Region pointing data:
··········

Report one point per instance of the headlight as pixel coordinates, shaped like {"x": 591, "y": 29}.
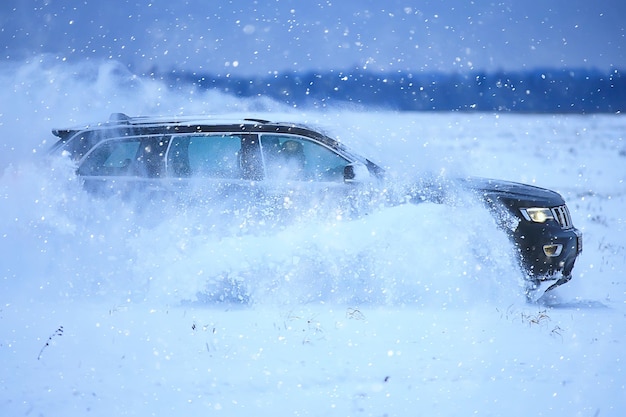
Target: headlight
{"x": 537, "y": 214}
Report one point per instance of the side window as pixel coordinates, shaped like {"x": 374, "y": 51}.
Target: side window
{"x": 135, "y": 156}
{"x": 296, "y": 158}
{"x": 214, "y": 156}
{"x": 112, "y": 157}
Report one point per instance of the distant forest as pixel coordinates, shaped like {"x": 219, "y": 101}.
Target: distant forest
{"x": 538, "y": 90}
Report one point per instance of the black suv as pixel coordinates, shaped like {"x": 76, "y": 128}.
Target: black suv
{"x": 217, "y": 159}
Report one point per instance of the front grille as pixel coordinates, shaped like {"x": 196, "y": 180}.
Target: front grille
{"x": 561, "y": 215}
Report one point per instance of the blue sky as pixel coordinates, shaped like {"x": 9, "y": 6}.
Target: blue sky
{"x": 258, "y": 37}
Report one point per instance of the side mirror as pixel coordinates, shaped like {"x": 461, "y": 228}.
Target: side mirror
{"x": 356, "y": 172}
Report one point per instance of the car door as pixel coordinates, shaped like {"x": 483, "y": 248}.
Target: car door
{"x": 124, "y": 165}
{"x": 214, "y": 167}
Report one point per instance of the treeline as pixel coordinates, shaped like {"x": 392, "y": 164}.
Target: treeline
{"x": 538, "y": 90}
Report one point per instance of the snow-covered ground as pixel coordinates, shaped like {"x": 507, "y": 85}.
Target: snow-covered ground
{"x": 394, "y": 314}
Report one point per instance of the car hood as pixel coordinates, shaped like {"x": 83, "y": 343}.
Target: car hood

··········

TO DO = Each line in the entries above, starting at the line with "Report one point per instance of the distant" and ending at the line with "Report one point per instance of the black", is to be printed exactly, and only those lines.

YOUR RESPONSE =
Report one point per instance of the distant forest as pixel coordinates, shaped like {"x": 219, "y": 101}.
Target: distant forest
{"x": 538, "y": 90}
Report one point per instance of the black suv as pixel coordinates, shaped like {"x": 76, "y": 128}.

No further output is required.